====== Extrait fourni ======

L’avalanche, cette menace méconnue
Sur la route 299, qui traverse le parc national de la Gaspésie et les monts Chic-Chocs, se dresse le sommet dénudé du mont Hog’s Back, une des montagnes gaspésiennes les plus fréquentées par les mordus des plaisirs hors-piste. L’accès y est facile, la vue, imprenable, et la neige, abondante. Mes frères et moi le dévalons chaque hiver. Bienvenue en pays d’avalanches.
Les cuvettes, qui ont des inclinaisons pouvant dépasser les 40 degrés, promettent des montées d’adrénaline aux adeptes de la glisse. Sauf qu’en plus des dangers inhérents à ce genre d’activité, il y a également le risque de se retrouver enseveli sous des tonnes de neige emportées par une avalanche. L’hiver, on peut d’ailleurs voir deux de ces coulées se répandant jusqu’en bordure de la route.
Même si les accidents se font de plus en plus rares dans l’arrière-pays gaspésien, où aucun décès n’est déploré depuis l’an 2000 et aucun blessé l’an dernier, le risque d’avalanche, lui, est omniprésent. Dans les 30 dernières années, les avalanches ont causé la mort de 32 personnes et en ont blessé 27 autres au Québec, selon les données de Bernard Hétu, de l’Université du Québec à Rimouski, et d’Alain Bergeron, d’Environnement Canada («Les avalanches au Québec: analyse des conditions météorologiques et des facteurs de terrain propices au déclenchement des avalanches», hiver 2006-2007).
Charlevoix, la région de Québec, la Côte-Nord et la Gaspésie connaissent de nombreux épisodes chaque hiver; quant aux adeptes des sports d’hiver, ils sont de plus en plus nombreux. L’équation est simple: «Plus les gens fréquentent les montagnes, plus ils risquent de se retrouver dans une avalanche», poursuit Dominic Boucher, directeur du Centre d’avalanche de La Haute-Gaspésie. Il ajoute toutefois qu’on peut réduire la probabilité de se retrouver au mauvais endroit, au mauvais moment. Au Canada, on recense 16 décès par année en moyenne.
Diminuer les risques
Trois facteurs augmentent le risque d’avalanche dans cette partie du Québec. «Les conditions météorologiques, le degré d’inclinaison des pentes et les gens», explique Dominic Boucher.
Toute pente suffisament intéressante pour être skiée est susceptible de générer des avalanches. Il suffit que son inclinaison dépasse les 25 degrés et le risque est là, avec une zone de danger plus importante sur les pentes allant de 30 à 45 degrés. Pour l’essentiel, c’est quand la neige cède sous son propre poids qu’une avalanche est déclenchée. Il faut donc faire attention aux fortes accumulations, qui risquent de faire céder la couche de fond.
«Dans les Chic-Chocs, la pluie et les grands vents sont les plus importants facteurs d’avalanche», note Dominic Boucher. Avec la pluie se forme une croûte de regel; la neige qui continue de tomber dessus fera ensuite céder cette croûte. Quant aux vents, ils viennent souvent conclure une importante chute de neige. La couche de base supporte mal le surplus, et vlan! tant pis pour les randonneurs.

======

> _Consigne 1_: Selon l’extrait sur les avalanches, quelles régions connaissent de nombreux épisodes d’avalanche chaque hiver ? Énumérez-les toutes.
L’extrait et les lignes n’ont aucun rapport entre eux.

====== Matériel fourni ======

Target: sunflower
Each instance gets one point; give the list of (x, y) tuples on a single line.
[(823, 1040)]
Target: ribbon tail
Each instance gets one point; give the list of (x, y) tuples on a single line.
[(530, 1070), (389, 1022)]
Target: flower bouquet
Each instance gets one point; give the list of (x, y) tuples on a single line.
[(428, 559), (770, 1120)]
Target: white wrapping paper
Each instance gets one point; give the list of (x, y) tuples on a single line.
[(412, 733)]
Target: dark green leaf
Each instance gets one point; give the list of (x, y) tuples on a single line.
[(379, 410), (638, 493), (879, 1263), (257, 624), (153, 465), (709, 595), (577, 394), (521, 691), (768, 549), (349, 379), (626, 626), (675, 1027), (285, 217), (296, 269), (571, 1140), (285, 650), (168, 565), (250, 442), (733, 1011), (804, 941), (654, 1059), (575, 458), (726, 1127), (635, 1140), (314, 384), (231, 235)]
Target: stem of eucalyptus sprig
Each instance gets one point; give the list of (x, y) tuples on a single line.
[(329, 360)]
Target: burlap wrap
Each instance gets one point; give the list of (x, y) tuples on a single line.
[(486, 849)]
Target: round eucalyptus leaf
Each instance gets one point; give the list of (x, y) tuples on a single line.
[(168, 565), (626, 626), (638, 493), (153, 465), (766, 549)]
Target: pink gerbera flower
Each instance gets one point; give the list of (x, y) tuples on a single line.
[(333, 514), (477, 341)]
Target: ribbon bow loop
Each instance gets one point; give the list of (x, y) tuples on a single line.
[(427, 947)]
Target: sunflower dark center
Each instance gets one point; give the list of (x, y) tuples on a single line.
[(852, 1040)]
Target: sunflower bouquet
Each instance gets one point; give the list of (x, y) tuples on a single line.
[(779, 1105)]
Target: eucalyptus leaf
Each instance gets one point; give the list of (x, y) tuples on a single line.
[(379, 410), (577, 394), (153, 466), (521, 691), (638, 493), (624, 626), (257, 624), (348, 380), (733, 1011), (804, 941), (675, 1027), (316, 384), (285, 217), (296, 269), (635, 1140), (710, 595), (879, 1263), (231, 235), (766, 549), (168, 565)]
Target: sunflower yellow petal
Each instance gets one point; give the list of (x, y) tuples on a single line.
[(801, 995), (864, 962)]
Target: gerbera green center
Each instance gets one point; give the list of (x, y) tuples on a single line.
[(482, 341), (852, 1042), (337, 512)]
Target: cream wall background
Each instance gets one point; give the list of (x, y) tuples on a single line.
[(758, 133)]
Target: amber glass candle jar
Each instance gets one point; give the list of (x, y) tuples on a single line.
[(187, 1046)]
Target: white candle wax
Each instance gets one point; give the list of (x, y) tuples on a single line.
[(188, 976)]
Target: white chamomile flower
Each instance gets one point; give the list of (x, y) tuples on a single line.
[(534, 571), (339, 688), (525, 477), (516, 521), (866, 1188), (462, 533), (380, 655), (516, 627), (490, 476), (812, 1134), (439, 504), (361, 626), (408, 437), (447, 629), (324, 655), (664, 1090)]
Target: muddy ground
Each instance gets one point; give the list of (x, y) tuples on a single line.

======

> _Consigne 2_: Modifiez les lignes fournies en remplaçant « instance » par « object », sans rien changer d’autre. Ne réécrivez que les lignes situées entre celle qui contient « Target: white candle wax » et la fin des lignes, bornes incluses.

> _Réponse complète 1_: Charlevoix, la région de Québec, la Côte-Nord et la Gaspésie.

> _Réponse complète 2_:
Target: white candle wax
Each object gets one point; give the list of (x, y) tuples on a single line.
[(188, 976)]
Target: white chamomile flower
Each object gets one point; give the list of (x, y) tuples on a single line.
[(534, 571), (339, 688), (525, 477), (516, 521), (866, 1188), (462, 533), (380, 655), (516, 627), (490, 476), (812, 1134), (439, 504), (361, 626), (408, 437), (447, 629), (324, 655), (664, 1090)]
Target: muddy ground
Each object gets one point; give the list of (x, y) tuples on a single line.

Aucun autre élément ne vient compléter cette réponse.